*PROBLEM A*. In the records below, retype the lines starting with the line that contains "Please indicate the vertical" and going on through the last line of the records, both included.

══ TEXT BLOCK

I am following these notes on signals and systems. Following is the paragraph from page 25 which I am having a difficulty with.
Discrete-time sinusoids have the obvious form $s(n) = A\cos(2πfn + φ)$. As opposed to analog complex exponentials and sinusoids that can have their frequencies be any real value, frequencies of their discrete-time counterparts yield unique waveforms only when $f$ lies in the interval $(-1/2, 1/2]$ This property can be easily understood by noting that adding an integer to the frequency of the discrete-time complex exponential has no effect on the signal’s value.
$$e^{i 2 \pi (f+m) n}=e^{i 2 \pi f n}e^{i 2 \pi mn}=e^{i 2 \pi f n} $$
This derivation follows because the complex exponential evaluated at an integer multiple of $2π$ equals one.

════
══ LISTED RECORDS

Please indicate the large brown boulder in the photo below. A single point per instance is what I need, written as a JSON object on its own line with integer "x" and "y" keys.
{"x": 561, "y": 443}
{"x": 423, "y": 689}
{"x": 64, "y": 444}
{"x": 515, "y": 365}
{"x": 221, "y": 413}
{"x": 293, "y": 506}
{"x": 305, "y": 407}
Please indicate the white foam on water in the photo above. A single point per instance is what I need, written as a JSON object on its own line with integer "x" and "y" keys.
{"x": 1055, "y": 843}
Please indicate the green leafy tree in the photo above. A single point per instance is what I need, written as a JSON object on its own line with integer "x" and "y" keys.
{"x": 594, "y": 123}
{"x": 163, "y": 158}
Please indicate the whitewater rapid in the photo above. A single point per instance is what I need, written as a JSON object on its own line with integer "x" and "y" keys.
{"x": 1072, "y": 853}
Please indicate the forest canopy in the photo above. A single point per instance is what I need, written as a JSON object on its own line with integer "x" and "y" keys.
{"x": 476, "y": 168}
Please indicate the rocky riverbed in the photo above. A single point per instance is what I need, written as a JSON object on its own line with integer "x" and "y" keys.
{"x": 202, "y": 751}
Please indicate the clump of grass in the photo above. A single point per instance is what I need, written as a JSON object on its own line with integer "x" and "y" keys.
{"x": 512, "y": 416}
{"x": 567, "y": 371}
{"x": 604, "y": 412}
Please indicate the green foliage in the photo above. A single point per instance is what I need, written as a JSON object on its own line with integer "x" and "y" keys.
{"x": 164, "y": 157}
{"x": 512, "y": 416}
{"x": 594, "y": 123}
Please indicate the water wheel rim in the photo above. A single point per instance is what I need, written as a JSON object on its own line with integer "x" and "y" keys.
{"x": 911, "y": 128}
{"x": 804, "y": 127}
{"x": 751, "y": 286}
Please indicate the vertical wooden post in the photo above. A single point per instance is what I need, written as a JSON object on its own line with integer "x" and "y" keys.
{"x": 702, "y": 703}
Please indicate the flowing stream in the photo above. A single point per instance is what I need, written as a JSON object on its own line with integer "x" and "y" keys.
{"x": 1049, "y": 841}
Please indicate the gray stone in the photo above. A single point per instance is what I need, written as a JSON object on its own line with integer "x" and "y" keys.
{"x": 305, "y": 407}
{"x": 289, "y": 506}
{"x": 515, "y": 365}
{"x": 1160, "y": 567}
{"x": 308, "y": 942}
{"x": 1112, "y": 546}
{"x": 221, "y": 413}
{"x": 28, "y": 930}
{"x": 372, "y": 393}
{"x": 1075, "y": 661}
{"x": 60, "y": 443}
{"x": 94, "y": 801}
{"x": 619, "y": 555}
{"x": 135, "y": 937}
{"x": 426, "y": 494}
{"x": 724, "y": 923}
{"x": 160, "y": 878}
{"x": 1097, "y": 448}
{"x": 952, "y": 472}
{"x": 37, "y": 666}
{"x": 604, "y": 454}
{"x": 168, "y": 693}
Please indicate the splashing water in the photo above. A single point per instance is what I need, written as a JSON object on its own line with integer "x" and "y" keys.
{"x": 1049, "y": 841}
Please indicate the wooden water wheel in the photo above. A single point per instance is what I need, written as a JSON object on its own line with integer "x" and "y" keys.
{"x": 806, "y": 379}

════

*PROBLEM B*. Write what comes next in the post about discrete-time sinusoids, picking up after its last sentence.

*TASK RESULT A*.
Please indicate the vertical wooden post in the photo above. A single point per instance is what I need, written as a JSON object on its own line with integer "x" and "y" keys.
{"x": 702, "y": 703}
Please indicate the flowing stream in the photo above. A single point per instance is what I need, written as a JSON object on its own line with integer "x" and "y" keys.
{"x": 1049, "y": 841}
Please indicate the gray stone in the photo above. A single point per instance is what I need, written as a JSON object on its own line with integer "x" and "y" keys.
{"x": 305, "y": 407}
{"x": 289, "y": 506}
{"x": 515, "y": 365}
{"x": 1160, "y": 567}
{"x": 308, "y": 942}
{"x": 1112, "y": 546}
{"x": 221, "y": 413}
{"x": 28, "y": 930}
{"x": 372, "y": 393}
{"x": 1075, "y": 661}
{"x": 60, "y": 443}
{"x": 94, "y": 801}
{"x": 619, "y": 555}
{"x": 135, "y": 937}
{"x": 426, "y": 494}
{"x": 724, "y": 923}
{"x": 160, "y": 878}
{"x": 1097, "y": 448}
{"x": 952, "y": 472}
{"x": 37, "y": 666}
{"x": 604, "y": 454}
{"x": 168, "y": 693}
Please indicate the splashing water in the photo above. A single point per instance is what I need, written as a JSON object on its own line with integer "x" and "y" keys.
{"x": 1049, "y": 841}
Please indicate the wooden water wheel in the photo above. A single point per instance is what I need, written as a JSON object on its own line with integer "x" and "y" keys.
{"x": 806, "y": 379}

*TASK RESULT B*.
I don't understand how can $e^{i 2 \pi mn }$ be always $1$.
Suppose $f'=f+m=0.75$ where $-1/2<f \le 1/2$,
then $f=1/2$ and $m=0.25$ but $e^{i 2 \pi 0.75 n}\neq1 \forall n \in \mathbb{Z}$
The point of the paragraph is to show that replacing $f$ with $f+m$ does not change the waveform, for any integer m.
This would imply that it is only relevant to choose values of $f$ in an interval of length $1$, since going any wider would result in duplicates. The author of the text chooses the interval $(-\frac12, \frac12]$: you can see that there is no way to get more than one point of this set, if we only add integers; moreover, for any real number we may choose, by adding an integer we can always get to one (and only one) point of this set.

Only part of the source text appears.